给出的数据 »
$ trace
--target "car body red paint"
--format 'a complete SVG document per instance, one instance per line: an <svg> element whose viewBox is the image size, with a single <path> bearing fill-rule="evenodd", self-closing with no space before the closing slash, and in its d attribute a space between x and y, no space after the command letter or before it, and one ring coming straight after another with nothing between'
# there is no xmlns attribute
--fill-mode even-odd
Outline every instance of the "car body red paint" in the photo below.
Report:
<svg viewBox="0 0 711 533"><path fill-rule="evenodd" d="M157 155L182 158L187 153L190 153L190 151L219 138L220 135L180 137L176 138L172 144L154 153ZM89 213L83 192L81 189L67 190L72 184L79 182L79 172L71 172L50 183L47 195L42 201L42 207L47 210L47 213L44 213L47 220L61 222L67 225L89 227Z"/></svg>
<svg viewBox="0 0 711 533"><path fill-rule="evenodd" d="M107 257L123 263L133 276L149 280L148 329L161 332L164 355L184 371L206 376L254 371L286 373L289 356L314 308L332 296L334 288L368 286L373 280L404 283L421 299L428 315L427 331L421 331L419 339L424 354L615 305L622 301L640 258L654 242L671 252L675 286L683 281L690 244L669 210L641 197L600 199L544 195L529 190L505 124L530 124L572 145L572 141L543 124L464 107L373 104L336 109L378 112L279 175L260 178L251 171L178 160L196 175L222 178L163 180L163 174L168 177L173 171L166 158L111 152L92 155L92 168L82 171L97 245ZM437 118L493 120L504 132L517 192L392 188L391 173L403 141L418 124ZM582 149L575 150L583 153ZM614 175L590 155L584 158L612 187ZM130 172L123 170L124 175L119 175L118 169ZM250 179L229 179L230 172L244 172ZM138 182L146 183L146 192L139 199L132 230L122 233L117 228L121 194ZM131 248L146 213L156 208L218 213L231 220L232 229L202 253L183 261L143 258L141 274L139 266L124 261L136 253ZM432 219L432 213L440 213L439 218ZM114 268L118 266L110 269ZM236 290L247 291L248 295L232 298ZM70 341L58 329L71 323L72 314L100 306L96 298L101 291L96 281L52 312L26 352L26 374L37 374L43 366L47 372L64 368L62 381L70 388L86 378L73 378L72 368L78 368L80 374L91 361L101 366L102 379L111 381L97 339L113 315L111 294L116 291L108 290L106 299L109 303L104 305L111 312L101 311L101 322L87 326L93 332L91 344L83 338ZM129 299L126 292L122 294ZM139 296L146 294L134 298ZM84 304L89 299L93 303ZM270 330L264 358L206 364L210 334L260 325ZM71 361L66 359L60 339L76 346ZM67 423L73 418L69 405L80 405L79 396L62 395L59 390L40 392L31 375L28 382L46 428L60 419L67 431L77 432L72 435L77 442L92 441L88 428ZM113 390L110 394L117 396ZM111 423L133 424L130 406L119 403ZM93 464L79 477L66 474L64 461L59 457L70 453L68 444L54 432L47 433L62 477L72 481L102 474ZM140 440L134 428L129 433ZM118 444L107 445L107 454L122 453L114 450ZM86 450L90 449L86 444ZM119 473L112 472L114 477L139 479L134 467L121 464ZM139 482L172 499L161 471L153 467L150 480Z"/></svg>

任务 » 在上面的数据里找出所有带有“instance”这个词的行，并把这些行一字不差地抄出来。

回答 »
--format 'a complete SVG document per instance, one instance per line: an <svg> element whose viewBox is the image size, with a single <path> bearing fill-rule="evenodd", self-closing with no space before the closing slash, and in its d attribute a space between x and y, no space after the command letter or before it, and one ring coming straight after another with nothing between'
Outline every instance of the "car body red paint" in the photo below.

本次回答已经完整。